EXERCISE REQUIREMENTS: Set all of the entries down again precisely as they are written.

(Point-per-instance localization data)

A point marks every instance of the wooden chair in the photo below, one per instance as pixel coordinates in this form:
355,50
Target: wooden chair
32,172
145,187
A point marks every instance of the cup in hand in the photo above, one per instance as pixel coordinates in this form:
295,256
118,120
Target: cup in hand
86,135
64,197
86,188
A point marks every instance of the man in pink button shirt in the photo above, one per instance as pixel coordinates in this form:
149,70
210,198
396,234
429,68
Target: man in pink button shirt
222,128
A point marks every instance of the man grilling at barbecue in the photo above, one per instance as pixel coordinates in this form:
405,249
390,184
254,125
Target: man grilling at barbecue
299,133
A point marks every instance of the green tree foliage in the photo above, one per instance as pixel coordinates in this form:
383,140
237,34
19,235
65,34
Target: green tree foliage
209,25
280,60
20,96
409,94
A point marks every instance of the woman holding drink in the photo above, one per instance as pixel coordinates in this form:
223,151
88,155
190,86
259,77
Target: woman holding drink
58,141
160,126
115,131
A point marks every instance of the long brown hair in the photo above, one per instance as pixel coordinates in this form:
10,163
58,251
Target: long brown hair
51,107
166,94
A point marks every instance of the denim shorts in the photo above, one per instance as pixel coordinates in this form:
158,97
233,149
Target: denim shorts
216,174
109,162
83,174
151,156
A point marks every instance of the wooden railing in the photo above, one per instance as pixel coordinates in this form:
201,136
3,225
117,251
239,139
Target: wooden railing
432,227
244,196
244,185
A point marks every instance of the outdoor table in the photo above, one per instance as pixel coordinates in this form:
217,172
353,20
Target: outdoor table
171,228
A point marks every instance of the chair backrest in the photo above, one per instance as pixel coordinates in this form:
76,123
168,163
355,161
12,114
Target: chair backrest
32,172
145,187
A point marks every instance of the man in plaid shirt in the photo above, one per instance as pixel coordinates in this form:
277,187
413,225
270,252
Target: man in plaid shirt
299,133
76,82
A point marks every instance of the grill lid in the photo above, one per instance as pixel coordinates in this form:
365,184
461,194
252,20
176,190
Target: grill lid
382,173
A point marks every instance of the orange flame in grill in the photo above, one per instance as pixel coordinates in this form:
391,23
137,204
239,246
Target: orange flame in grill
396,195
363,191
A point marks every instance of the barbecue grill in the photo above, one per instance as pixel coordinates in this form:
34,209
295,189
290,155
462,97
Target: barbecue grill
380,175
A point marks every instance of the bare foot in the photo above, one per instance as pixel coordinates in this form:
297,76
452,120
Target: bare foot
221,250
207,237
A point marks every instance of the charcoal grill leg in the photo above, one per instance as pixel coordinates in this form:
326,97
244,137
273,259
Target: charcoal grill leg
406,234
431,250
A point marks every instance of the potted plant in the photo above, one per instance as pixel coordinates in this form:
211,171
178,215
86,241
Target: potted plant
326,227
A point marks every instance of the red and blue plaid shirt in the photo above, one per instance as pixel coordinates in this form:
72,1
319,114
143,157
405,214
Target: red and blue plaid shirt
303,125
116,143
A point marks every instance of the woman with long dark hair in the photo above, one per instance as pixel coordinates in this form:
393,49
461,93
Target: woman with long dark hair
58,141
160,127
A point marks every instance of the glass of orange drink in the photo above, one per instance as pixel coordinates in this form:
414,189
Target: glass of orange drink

REPLY TO THE EXERCISE:
A point marks every instance of the wooden chair in the photo below, one per instance as pixel coordinates in this form:
355,50
Target: wooden chair
32,172
145,187
A point marks every instance of the cup in hand in the photo above, one per instance as pixel coordinates in this form:
295,256
118,120
Target: cup in hand
86,135
64,197
86,188
A point marks every instance of the man in pink button shirt in the photo above, one per instance as pixel coordinates in this form:
149,70
210,198
396,234
429,68
Target: man in pink button shirt
222,128
A point marks every instance of the man grilling at barbecue in the photo above, one per instance as pixel coordinates in this form:
405,249
390,184
254,125
Target: man grilling at barbecue
299,133
A point marks every instance of the green tree foliage in the photo above, one per instance as pixel coordinates in this form:
383,140
237,34
19,235
65,34
Target: green tree foliage
209,25
280,60
20,96
409,94
A point marks every instance of the woman holding drink in the photo above, one per instance as pixel coordinates in this form:
223,151
88,155
190,86
259,77
Target: woman holding drink
58,141
160,126
115,131
A point marks every instance of the long brown hair in the photo above, one per instance as pixel coordinates in this form:
10,163
58,251
Target: long brown hair
51,107
166,94
A point marks every instance of the denim shorts in the photo above, one per instance as pixel coordinates in this form:
158,97
233,149
Target: denim shorts
216,174
109,162
83,174
151,156
A point marks every instance of the wooden railing in the photo above, one per instance as pixel coordinates in this form:
201,136
3,225
117,251
239,139
Target: wooden railing
432,227
244,196
244,185
A point marks every instance of the outdoor table in the photo above, one per instance as pixel coordinates in this form:
217,172
353,20
Target: outdoor table
171,228
A point marks every instance of the chair backrest in the photo above, one per instance as pixel coordinates in this form:
76,123
168,163
355,161
12,114
Target: chair backrest
32,172
145,187
A point marks every instance of the man in plaid shirt in the photo above, one per instance as pixel coordinates in this form:
277,187
413,225
270,252
Target: man in plaid shirt
299,133
76,82
A point marks every instance of the grill lid in the photo above, one per instance as pixel coordinates in this form:
365,184
461,194
252,20
176,190
Target: grill lid
382,173
A point marks every instance of the orange flame in grill in the photo above, one per instance as pixel coordinates in this form:
391,23
137,204
239,246
Target: orange flame in grill
396,195
363,191
A point marks every instance of the barbecue grill in the photo above, one per instance as pixel coordinates in this form:
34,209
295,189
290,155
462,97
Target: barbecue grill
380,175
A point marks every instance of the bare foot in the photo above, one per instance as pixel coordinates in this form:
297,76
452,120
Target: bare foot
221,250
207,237
A point marks every instance of the charcoal grill leg in the photo above, one per instance as pixel coordinates in this form:
326,97
244,137
273,259
Target: charcoal grill leg
406,234
431,250
A point marks every instance of the potted plant in the photo above, one per instance as pixel coordinates in this form:
211,171
178,215
86,241
Target: potted plant
326,227
A point marks every instance of the red and blue plaid shirt in the photo above, one per instance as pixel coordinates in this form:
72,1
319,114
143,157
405,214
Target: red and blue plaid shirt
303,125
116,143
A point marks every instance of the woman with long dark hair in the photo above, one per instance as pixel coordinates in this form:
393,49
461,93
Target: woman with long dark hair
58,141
160,127
A point marks every instance of the glass of orange drink in the photo above, one per instance as pixel coordinates in this form:
414,189
Target: glass of orange drink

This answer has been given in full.